• Exercise details: What follows is a set of records, each of which is to be written out exactly.

BEGIN Data extract

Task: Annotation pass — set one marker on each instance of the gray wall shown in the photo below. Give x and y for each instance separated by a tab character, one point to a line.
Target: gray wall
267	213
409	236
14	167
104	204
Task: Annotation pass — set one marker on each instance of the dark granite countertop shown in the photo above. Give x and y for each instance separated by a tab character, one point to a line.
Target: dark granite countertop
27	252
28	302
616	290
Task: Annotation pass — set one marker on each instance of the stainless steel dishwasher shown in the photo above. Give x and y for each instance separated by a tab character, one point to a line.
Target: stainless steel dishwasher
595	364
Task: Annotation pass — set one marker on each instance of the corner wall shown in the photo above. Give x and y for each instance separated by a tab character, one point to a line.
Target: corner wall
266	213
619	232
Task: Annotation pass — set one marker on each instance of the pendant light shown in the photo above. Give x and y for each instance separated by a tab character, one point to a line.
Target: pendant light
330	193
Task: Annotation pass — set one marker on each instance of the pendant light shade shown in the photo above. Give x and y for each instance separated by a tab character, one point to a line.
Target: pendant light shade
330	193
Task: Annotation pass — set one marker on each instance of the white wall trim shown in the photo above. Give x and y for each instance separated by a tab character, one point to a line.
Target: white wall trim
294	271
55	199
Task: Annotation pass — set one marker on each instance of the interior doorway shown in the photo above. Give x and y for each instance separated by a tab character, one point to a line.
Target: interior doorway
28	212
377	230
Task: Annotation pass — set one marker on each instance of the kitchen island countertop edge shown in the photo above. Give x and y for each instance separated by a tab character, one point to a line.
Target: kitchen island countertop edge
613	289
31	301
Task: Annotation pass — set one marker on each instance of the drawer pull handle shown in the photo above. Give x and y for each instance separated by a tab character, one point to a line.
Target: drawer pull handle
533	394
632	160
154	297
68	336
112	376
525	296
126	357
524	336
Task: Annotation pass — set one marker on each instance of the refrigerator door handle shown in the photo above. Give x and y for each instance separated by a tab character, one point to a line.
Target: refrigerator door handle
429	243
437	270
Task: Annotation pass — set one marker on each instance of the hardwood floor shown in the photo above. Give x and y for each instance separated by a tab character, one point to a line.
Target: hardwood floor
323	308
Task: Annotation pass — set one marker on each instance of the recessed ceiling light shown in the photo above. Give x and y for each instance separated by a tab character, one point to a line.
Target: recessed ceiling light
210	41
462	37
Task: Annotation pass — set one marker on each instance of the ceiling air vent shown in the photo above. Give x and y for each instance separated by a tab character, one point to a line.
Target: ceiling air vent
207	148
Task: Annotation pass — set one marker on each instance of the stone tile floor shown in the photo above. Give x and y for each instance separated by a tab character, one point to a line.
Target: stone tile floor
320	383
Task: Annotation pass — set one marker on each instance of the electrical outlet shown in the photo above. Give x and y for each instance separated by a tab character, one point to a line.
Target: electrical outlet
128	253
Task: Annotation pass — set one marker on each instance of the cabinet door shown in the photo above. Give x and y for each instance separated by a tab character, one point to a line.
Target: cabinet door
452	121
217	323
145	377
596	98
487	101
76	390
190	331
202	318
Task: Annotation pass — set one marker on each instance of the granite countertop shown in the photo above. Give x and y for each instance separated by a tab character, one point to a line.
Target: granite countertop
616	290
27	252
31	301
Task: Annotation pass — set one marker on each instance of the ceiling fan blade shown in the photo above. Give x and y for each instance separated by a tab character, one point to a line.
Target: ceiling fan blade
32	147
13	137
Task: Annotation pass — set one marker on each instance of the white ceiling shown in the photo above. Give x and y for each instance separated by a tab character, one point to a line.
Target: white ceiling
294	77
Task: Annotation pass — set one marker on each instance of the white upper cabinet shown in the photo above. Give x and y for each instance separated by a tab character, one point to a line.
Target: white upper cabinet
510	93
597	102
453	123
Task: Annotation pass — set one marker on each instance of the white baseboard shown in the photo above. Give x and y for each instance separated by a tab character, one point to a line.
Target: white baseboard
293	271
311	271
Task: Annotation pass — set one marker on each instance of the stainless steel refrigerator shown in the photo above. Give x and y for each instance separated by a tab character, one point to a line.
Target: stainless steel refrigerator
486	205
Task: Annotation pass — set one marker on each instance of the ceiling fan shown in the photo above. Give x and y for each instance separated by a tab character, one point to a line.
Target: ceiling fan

END Data extract

• Solution:
Task: Annotation pass — set one marker on each instance of the gray wall shown in the photo below. Give x and y for each instance separated by a tab character, one point to a line.
Target: gray wall
267	213
409	236
14	167
104	204
Task: Annotation pass — set one marker on each instance of the dark granite countertop shown in the photo above. Give x and y for each instance separated by a tab character, one point to a line.
Target: dark granite countertop
27	252
28	302
616	290
Task: Annotation pass — set one marker on each instance of the stainless steel dishwasher shown in the photo above. Give x and y for each instance separated by a tab character, one point to a line.
Target: stainless steel dishwasher
595	364
Task: Annotation pass — set one marker on each instance of the corner wall shown in the photo above. Give x and y for each instance separated by a tab character, one point to a line.
Target: corner wall
266	213
619	232
Task: Annotation pass — set one marker on each instance of the pendant light shown in the photo above. Give x and y for each instance separated by a tab character, one point to a line.
Target: pendant light
330	193
Task: Annotation pass — set one marker on each instance of the pendant light shade shown in the photo above. Give x and y for each instance separated by a tab character, one point to a line.
Target: pendant light shade
330	193
Task: Annotation pass — set one marker on each instance of the white wall trim shown in the photo above. Give x and y for each instance separated by a tab character, one point to a line.
Target: white wall trim
294	271
55	199
Task: Annotation pass — set one marker on each instance of the interior doorway shown in the photo above. Give x and y for each instance separated by a tab character, one point to a line.
Target: interior doorway
28	212
377	230
Task: Annotation pass — set one marker on each instance of the kitchen island countertop edge shown in the photo above. Give x and y for each instance separated by a tab character, one point to a line.
Target: kitchen island countertop edge
613	289
31	301
Task: Annotation pass — set one marker on each instance of the drawer pull handle shown in the photo above. Give x and y for each instance separated by a tab character, one point to a line.
Target: drawer pull handle
533	394
632	160
154	297
68	336
112	376
525	296
126	357
524	336
Task: Annotation pass — set one marker on each instance of the refrigerator door handle shown in the photo above. Give x and y for each instance separated by a tab character, one point to a line.
Target: refrigerator door handle
429	243
437	270
Task: Annotation pass — set one marker on each instance of the hardwood floor shown in the photo above. Give x and y for each instance separated by a tab character, one point to a line.
Target: hardwood floor
323	308
Task: Annotation pass — set one marker on each instance of the recessed ceiling light shown in the photo above. Give x and y for each instance separated by a tab character, one point to a line.
Target: recessed ceiling light
210	41
462	37
Task: Annotation pass — set one marker on each instance of the ceiling air vent shown in the photo above. Give x and y for each instance separated by a tab character, one point to a line.
Target: ceiling air vent
207	148
Task: Annotation pass — set one marker on each instance of the stone tile floor shown in the photo above. Give x and y for each instance separated by a tab character, one point to a line.
Target: stone tile floor
320	383
Task: Annotation pass — set one marker on each instance of the electrical outlet shown in the photo above. Give x and y for each instance separated by a tab character, one point to a line.
Target: electrical outlet
128	253
Task: Annotation pass — set one marker on each instance of the cabinet door shown in the photo above. Give x and y for each instance separated by a tab character, one point to a line.
Target: cabinet door
452	121
217	323
145	377
596	98
487	101
76	390
190	331
202	318
Task: Annotation pass — set one marker on each instance of the granite countertop shown in the photo above. Give x and y for each instance separated by a tab character, one point to a line.
Target: granite countertop
616	290
27	252
31	301
Task: Annotation pass — set one marker on each instance of the ceiling fan blade shown in the photo above. Give x and y for each instance separated by a tab character, one point to a line.
Target: ceiling fan blade
32	147
13	137
Task: Annotation pass — set one marker on each instance of the white ceiling shown in the photo above. Give x and y for each instance separated by a tab character, one point to a line.
Target: white ceiling
294	77
Task: Annotation pass — set one marker on each instance of the white upper cabinet shown in the photo above. Give x and y for each instance separated by a tab character, one point to a line.
Target: white upper cabinet
510	93
597	102
453	123
Task: Annotation pass — set one marker on each instance of the white baseboard shown in the photo above. Give x and y for each instance separated by a tab character, one point to a line.
Target: white baseboard
293	271
311	271
Task: Annotation pass — set one marker on each instance of the stainless steel refrigerator shown in the photo above. Give x and y for each instance separated by a tab character, one point to a line.
Target: stainless steel refrigerator
486	205
Task: Annotation pass — set one marker on each instance of the ceiling fan shown in the photo above. Give x and y for each instance separated by a tab character, one point to a line.
Target: ceiling fan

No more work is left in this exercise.